▸ **KUTIPAN**
┌──
Indonesia Harus Tegaskan Klaim Natuna Sebelum Dicaplok China

Pemerintah Indonesia harus gencar menegaskan klaim atas Kepulauan Natuna terhadap China, jika tidak ingin dicaplok Negeri Tirai Bambu itu.

HAL itu terkait ramainya konflik Laut China Selatan, di mana China merasa memiliki 90 persen wilayah kepulauan di kawasan itu.

Dilansir Reuters kemarin, analis keamanan di Universitas Pertahanan Nasional, Yohanes
Sulaiman berpendapat, China saat ini merupakan negara raksasa di Asia. Indonesia tidak punya banyak pilihan selain menegaskan klaim kepemilikan atas Kepulauan Natuna.

“Militer Indonesia benar-benar ingin mempertahankan pulau-pulau, tapi dengan apa?
Bagaimana mereka bisa melawan China?” katanya. .

Kementerian Luar Negeri Indonesia pernah mengatakan, tak ada masalah dengan China mengenai status Natuna. Namun, pihak militer dalam beberapa bulan terakhir mengeluarkan pernyataan yang lebih tegas atas kepemilikan Natuna kepada dunia.

April 2014, Panglima Tentara Nasional Indonesia (TNI) Jenderal Moeldoko pernah berkomentar, soal peta China yang memasukkan wilayah-wilayah Natuna dalam apa yang disebut Sembilan Garis Putus-putus, batas samar yang digunakan dalam China untuk mengklaim sekitar 90 persen dari Laut China Selatan. Hal itu membuat status Natuna rawan.

“Pemerintah tahu tidak ada pilihan yang bagus. Indonesia tidak bisa melawan China, tetapi Indonesia harus menegaskan klaimnya. Jika tidak, Indonesia akan menjadi bahan tertawaan,” ujar Sulaiman.
└──
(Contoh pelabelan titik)
┌──
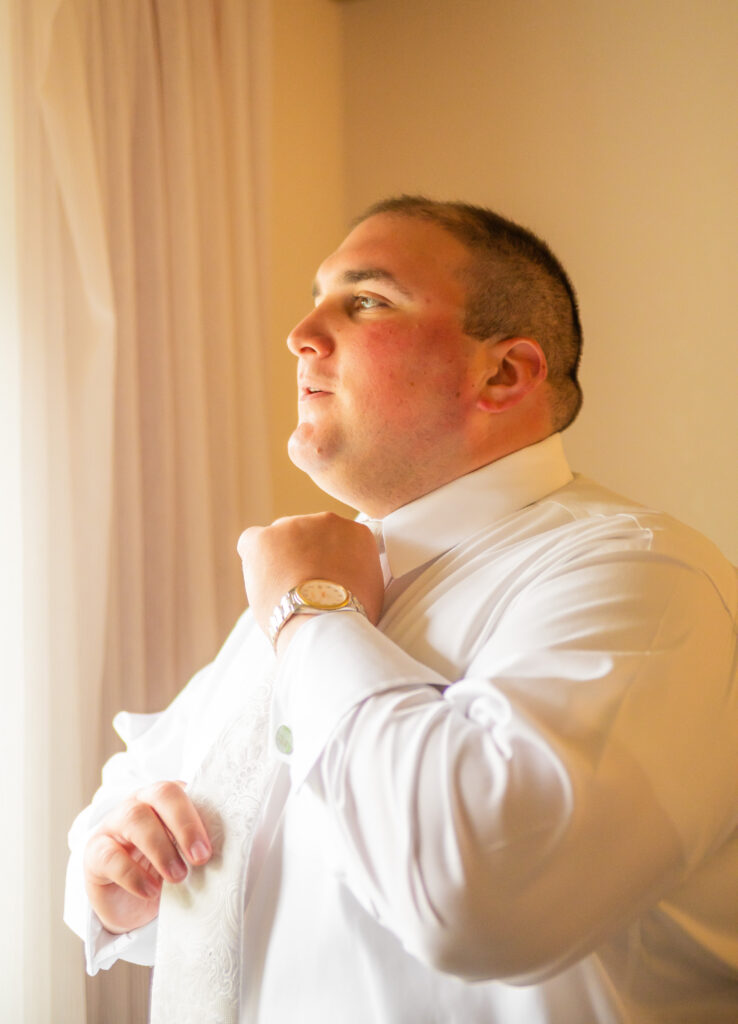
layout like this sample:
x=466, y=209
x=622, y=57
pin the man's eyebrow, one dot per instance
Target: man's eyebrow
x=366, y=273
└──
▸ **PERMINTAAN 1**
Terjemahkan kalimat "Indonesia tidak bisa melawan China, tetapi Indonesia harus menegaskan klaimnya." dari artikel tentang Natuna ke dalam bahasa Inggris.
▸ **PERMINTAAN 2**
Ketik ulang seluruh baris catatan tanpa mengubah apa pun, dan jangan sertakan gambarnya dalam jawaban.
Teks dan catatan ini diambil dari sumber yang berbeda.

▸ **JAWABAN LATIHAN 1**
Indonesia cannot fight China, but Indonesia must assert its claim.

▸ **JAWABAN LATIHAN 2**
layout like this sample:
x=466, y=209
x=622, y=57
pin the man's eyebrow, one dot per instance
Target: man's eyebrow
x=366, y=273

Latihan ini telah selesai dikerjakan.